## Exercise
All of the data is to be restated word for word.

+++ Records shown +++

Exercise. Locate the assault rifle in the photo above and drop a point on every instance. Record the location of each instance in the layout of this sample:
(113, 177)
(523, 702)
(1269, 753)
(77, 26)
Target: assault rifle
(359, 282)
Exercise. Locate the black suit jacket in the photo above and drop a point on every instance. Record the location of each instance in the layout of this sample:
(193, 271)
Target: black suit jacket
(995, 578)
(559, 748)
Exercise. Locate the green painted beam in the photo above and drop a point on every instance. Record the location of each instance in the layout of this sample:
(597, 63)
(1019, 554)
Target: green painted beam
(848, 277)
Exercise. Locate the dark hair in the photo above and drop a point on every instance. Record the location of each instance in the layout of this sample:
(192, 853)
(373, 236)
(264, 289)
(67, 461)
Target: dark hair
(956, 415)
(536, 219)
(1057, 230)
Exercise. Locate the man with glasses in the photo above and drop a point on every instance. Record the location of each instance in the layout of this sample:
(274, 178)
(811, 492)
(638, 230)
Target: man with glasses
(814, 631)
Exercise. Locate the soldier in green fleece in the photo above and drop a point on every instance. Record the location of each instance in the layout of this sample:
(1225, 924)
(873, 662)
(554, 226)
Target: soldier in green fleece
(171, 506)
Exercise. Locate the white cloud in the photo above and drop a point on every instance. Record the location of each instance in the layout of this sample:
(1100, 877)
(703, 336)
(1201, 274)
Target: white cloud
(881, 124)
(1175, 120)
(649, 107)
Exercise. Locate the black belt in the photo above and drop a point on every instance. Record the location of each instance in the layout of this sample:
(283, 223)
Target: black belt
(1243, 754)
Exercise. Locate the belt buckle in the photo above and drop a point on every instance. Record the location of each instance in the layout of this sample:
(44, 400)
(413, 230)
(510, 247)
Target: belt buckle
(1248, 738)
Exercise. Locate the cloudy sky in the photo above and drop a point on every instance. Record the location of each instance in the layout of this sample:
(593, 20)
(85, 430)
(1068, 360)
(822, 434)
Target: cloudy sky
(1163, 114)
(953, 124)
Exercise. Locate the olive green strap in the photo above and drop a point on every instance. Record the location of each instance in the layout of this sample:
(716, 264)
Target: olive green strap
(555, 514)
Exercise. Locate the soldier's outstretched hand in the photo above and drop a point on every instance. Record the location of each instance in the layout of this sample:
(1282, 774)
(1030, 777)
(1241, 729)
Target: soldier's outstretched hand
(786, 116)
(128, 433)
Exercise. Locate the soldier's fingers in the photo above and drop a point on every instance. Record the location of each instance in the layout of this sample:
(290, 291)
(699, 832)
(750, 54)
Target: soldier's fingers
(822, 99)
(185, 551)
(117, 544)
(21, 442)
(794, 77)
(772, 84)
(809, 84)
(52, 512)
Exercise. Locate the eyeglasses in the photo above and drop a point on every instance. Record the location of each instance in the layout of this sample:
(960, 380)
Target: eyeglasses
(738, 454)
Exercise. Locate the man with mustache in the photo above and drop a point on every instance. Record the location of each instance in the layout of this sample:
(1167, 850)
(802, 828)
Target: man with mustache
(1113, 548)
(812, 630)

+++

## Expected answer
Exercise. Locate the assault rifle in the photo above and drop a point on every instance. Record the location of each instance in the layout of this sample:
(113, 177)
(523, 702)
(1269, 753)
(77, 26)
Target: assault rifle
(359, 282)
Exercise. Locate the black suit jacket in the photo above and drop a point on every instance. Record the location of each instance in the layout of this sample:
(193, 271)
Target: black suit jacket
(995, 578)
(559, 748)
Exercise. Locate the green painted beam in the photo above and drop a point on every instance. Record the location of each instance in the layout of this sample:
(597, 63)
(1019, 554)
Target: green painted beam
(848, 277)
Exercise. Locate the dark hair in the photo above and drop a point on every instance. Record the location of each instance in the layout of this sample:
(192, 853)
(373, 236)
(264, 289)
(67, 461)
Target: dark hair
(956, 415)
(536, 219)
(1057, 230)
Exercise. Locate the man with glasses in the photo above and drop a point on every instance. Record the location of each instance in the layout of this sample:
(274, 178)
(811, 492)
(638, 230)
Target: man with glasses
(814, 631)
Exercise. Locate the soldier in green fleece in the photo above and drop a point on every instance. Record the location of each instance in the layout of this sample:
(1225, 924)
(873, 662)
(554, 226)
Target: soldier in green fleece
(171, 506)
Exercise. Locate the white cloud in the photo above and drop a point on every instance. Record the location of each instance in the layout of this sample:
(1100, 877)
(703, 336)
(1201, 274)
Target: white cloud
(881, 124)
(1175, 120)
(649, 107)
Exercise. Locate the black belt in the photo above and drop a point on every instance. Record the location of each instance in the layout of this sample:
(283, 223)
Target: black belt
(1243, 754)
Exercise. Locate the belt buckle in the photo above and drop a point on every instance. Record the location of each instance in the layout of this sample:
(44, 400)
(413, 230)
(510, 247)
Target: belt buckle
(1248, 738)
Exercise. Locate the cloudy sky in the photo above and drop a point on every instance. Record the location of each instance in the layout of this sample:
(593, 20)
(85, 430)
(1068, 360)
(822, 434)
Target: cloudy sky
(1163, 114)
(953, 124)
Exercise. Locate the olive green strap in the photo above and drop a point on every instance. Record the location of each instance in the layout of this sample:
(716, 264)
Target: olive green strap
(555, 514)
Exercise. Locate the soldier's outstretched hand in the photo above and drop a point on every instance. Record the location of each instance in the layout of this sample:
(1282, 774)
(1030, 777)
(1241, 729)
Target: soldier's outstretched hand
(786, 116)
(128, 433)
Exercise. Locate the soldier's fingers in the photo above and drop a point on every instance. Record the location of each instance in the layout of this sample:
(290, 291)
(699, 832)
(750, 54)
Target: soldier's fingers
(822, 99)
(185, 551)
(117, 544)
(21, 442)
(794, 77)
(772, 84)
(809, 84)
(52, 512)
Exercise. Locate the eyeglasses in the photo above and drop a point on every instance. Record the location of each instance in the layout of this sample:
(960, 380)
Target: eyeglasses
(738, 454)
Exercise. Locate the man with mustache in the photo above and drop a point on every instance. Record the location of each instance in the layout of this sample:
(1167, 850)
(802, 828)
Target: man with mustache
(1113, 548)
(812, 630)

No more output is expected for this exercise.